(Beginning of DATASET)
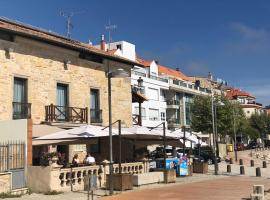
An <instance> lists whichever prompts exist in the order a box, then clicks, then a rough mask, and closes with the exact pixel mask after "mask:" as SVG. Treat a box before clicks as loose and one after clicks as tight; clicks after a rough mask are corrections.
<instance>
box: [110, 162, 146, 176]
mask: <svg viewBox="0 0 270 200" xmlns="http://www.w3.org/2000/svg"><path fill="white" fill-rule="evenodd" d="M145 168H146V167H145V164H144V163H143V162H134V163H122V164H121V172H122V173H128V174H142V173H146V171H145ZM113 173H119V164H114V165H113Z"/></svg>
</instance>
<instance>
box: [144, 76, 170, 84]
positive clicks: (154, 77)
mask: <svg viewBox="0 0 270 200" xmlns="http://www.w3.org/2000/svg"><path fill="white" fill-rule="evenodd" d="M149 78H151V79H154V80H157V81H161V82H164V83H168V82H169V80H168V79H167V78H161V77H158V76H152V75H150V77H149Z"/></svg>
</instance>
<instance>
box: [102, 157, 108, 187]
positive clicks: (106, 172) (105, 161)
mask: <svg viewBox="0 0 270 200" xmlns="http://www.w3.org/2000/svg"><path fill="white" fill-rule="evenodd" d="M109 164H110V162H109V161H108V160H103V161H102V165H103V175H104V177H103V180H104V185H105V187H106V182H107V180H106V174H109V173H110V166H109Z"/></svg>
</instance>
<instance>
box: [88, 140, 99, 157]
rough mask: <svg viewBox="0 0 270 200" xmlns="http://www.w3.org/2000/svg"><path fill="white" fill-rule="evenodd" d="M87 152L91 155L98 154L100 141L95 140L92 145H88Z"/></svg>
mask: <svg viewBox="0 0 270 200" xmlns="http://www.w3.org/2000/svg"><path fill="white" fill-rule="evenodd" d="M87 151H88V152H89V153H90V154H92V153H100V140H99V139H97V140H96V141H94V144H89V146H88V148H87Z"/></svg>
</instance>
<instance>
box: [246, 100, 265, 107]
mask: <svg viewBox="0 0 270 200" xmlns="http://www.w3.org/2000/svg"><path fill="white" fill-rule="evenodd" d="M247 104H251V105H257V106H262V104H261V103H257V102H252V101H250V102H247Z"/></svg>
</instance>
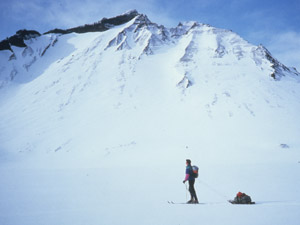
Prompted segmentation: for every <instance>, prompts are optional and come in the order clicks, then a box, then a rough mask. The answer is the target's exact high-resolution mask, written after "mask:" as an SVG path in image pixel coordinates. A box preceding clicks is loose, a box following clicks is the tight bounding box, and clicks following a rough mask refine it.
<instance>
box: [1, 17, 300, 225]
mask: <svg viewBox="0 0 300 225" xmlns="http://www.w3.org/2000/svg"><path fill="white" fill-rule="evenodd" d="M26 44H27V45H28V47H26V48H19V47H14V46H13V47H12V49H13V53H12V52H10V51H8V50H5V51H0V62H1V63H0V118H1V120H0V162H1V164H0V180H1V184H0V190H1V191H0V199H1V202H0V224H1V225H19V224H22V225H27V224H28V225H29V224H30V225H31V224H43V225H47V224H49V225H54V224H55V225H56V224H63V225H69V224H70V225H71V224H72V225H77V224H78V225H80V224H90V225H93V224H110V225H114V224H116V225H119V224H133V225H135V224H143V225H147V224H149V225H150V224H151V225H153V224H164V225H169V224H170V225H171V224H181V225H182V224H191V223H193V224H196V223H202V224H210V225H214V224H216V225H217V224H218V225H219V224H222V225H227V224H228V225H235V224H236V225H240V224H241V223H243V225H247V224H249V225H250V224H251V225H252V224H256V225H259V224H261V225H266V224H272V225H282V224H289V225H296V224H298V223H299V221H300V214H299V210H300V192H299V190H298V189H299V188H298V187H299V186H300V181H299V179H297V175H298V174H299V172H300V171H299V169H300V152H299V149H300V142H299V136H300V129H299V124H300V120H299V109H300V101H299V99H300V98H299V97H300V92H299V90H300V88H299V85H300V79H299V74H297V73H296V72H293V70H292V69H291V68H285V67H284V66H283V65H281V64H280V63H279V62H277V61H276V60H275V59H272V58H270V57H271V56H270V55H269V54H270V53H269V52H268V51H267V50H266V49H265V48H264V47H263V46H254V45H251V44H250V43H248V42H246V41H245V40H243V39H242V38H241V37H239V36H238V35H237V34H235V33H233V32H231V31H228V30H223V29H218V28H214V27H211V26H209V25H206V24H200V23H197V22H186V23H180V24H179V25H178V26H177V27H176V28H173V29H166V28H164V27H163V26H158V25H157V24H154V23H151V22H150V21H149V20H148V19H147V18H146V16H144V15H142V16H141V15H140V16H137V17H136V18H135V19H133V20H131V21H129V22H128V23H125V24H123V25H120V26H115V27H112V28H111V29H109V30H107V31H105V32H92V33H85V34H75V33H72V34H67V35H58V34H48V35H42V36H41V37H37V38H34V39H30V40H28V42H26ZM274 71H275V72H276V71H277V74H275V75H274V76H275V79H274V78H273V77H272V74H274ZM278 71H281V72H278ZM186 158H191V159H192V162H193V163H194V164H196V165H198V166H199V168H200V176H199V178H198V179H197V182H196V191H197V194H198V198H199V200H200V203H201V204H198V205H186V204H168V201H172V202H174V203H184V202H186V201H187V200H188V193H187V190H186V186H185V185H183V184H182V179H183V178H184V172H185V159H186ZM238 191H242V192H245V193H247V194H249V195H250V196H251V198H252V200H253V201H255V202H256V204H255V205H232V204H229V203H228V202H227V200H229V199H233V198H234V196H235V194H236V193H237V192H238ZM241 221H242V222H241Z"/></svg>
(End of DATASET)
▸ **ASSIGNMENT**: The data above should be set down again exactly, with the pictures omitted.

▸ **WRITTEN REPLY**:
An <instance> lists whichever prompts exist in the order a box, then clicks, then a rough mask, and closes with the exact pixel mask after "mask:" as SVG. Treat a box before clicks as loose and one after clicks as tight; clicks after a rough mask are corrections.
<instance>
box: [110, 162, 146, 176]
mask: <svg viewBox="0 0 270 200" xmlns="http://www.w3.org/2000/svg"><path fill="white" fill-rule="evenodd" d="M145 168H146V167H145V164H144V163H143V162H134V163H122V164H121V172H122V173H128V174H142V173H146V171H145ZM113 173H119V164H114V165H113Z"/></svg>
</instance>
<instance>
box: [144, 76, 170, 84]
positive clicks: (154, 77)
mask: <svg viewBox="0 0 270 200" xmlns="http://www.w3.org/2000/svg"><path fill="white" fill-rule="evenodd" d="M149 78H151V79H154V80H157V81H161V82H164V83H168V82H169V80H168V79H167V78H161V77H158V76H152V75H150V77H149Z"/></svg>
</instance>
<instance>
box: [102, 157, 108, 187]
positive clicks: (106, 172) (105, 161)
mask: <svg viewBox="0 0 270 200" xmlns="http://www.w3.org/2000/svg"><path fill="white" fill-rule="evenodd" d="M109 164H110V162H109V161H108V160H103V161H102V165H103V175H104V177H103V180H104V185H105V187H106V182H107V180H106V174H109V173H110V166H109Z"/></svg>
</instance>
<instance>
box: [88, 140, 99, 157]
rough mask: <svg viewBox="0 0 270 200" xmlns="http://www.w3.org/2000/svg"><path fill="white" fill-rule="evenodd" d="M87 152L91 155L98 154L100 141L95 140L92 145H88Z"/></svg>
mask: <svg viewBox="0 0 270 200" xmlns="http://www.w3.org/2000/svg"><path fill="white" fill-rule="evenodd" d="M87 151H88V152H89V153H90V154H92V153H100V140H99V139H97V140H96V141H94V144H89V146H88V148H87Z"/></svg>
</instance>
<instance>
box: [246, 100, 265, 107]
mask: <svg viewBox="0 0 270 200" xmlns="http://www.w3.org/2000/svg"><path fill="white" fill-rule="evenodd" d="M247 104H251V105H257V106H262V104H261V103H257V102H252V101H250V102H247Z"/></svg>
</instance>
Prompted segmentation: for every <instance>, prompts are optional and come in the order clicks, then a box, then a rough mask. The answer is the target's exact high-resolution mask, written after "mask:" as an SVG path in image pixel coordinates. A box preceding clicks is loose, a box following clicks is the tight bounding box, and clicks following a rough mask refine it.
<instance>
box: [1, 17, 300, 225]
mask: <svg viewBox="0 0 300 225" xmlns="http://www.w3.org/2000/svg"><path fill="white" fill-rule="evenodd" d="M26 44H27V45H28V47H26V48H19V47H14V46H13V47H12V49H13V53H12V52H10V51H8V50H5V51H0V62H1V63H0V118H1V120H0V162H1V164H0V180H1V184H0V190H1V191H0V199H1V202H0V224H1V225H19V224H22V225H27V224H28V225H29V224H30V225H31V224H43V225H47V224H49V225H54V224H55V225H56V224H63V225H69V224H70V225H71V224H72V225H77V224H78V225H80V224H90V225H93V224H110V225H114V224H116V225H119V224H133V225H135V224H143V225H147V224H149V225H150V224H151V225H153V224H164V225H169V224H170V225H171V224H181V225H182V224H191V223H193V224H196V223H202V224H210V225H214V224H216V225H217V224H218V225H219V224H222V225H227V224H228V225H235V224H236V225H240V224H241V223H243V225H247V224H249V225H250V224H251V225H252V224H256V225H259V224H261V225H266V224H272V225H282V224H289V225H296V224H298V223H299V221H300V214H299V210H300V192H299V190H298V189H299V188H298V187H299V186H300V181H299V179H297V175H298V174H299V172H300V171H299V169H300V152H299V149H300V142H299V136H300V129H299V124H300V120H299V109H300V101H299V99H300V98H299V97H300V92H299V90H300V88H299V85H300V79H299V74H297V73H296V72H293V70H292V69H291V68H285V67H284V66H283V65H281V64H280V63H279V62H277V61H276V60H275V59H272V58H270V57H271V56H270V55H269V54H270V53H269V52H268V51H267V50H266V49H265V48H264V47H263V46H254V45H251V44H250V43H248V42H246V41H245V40H243V39H242V38H241V37H239V36H238V35H237V34H235V33H233V32H231V31H228V30H223V29H218V28H214V27H211V26H209V25H206V24H200V23H197V22H186V23H180V24H179V25H178V26H177V27H176V28H173V29H166V28H164V27H163V26H158V25H157V24H154V23H151V22H150V21H149V20H148V19H147V18H146V16H144V15H142V16H141V15H140V16H137V17H136V18H135V19H133V20H131V21H129V22H128V23H125V24H123V25H120V26H115V27H112V28H111V29H109V30H107V31H105V32H92V33H85V34H75V33H72V34H67V35H58V34H48V35H42V36H41V37H37V38H34V39H30V40H28V42H26ZM274 71H275V72H276V71H277V74H275V75H274V76H275V79H274V78H273V77H272V74H274ZM278 71H281V72H278ZM186 158H191V159H192V162H193V163H194V164H196V165H198V166H199V168H200V176H199V178H198V179H197V182H196V191H197V194H198V198H199V200H200V203H201V204H198V205H186V204H168V201H172V202H174V203H184V202H186V201H187V200H188V193H187V190H186V186H185V185H183V184H182V179H183V178H184V172H185V159H186ZM238 191H242V192H245V193H247V194H249V195H250V196H251V198H252V200H253V201H255V202H256V204H255V205H232V204H229V203H228V202H227V200H229V199H233V198H234V196H235V194H236V193H237V192H238ZM241 221H242V222H241Z"/></svg>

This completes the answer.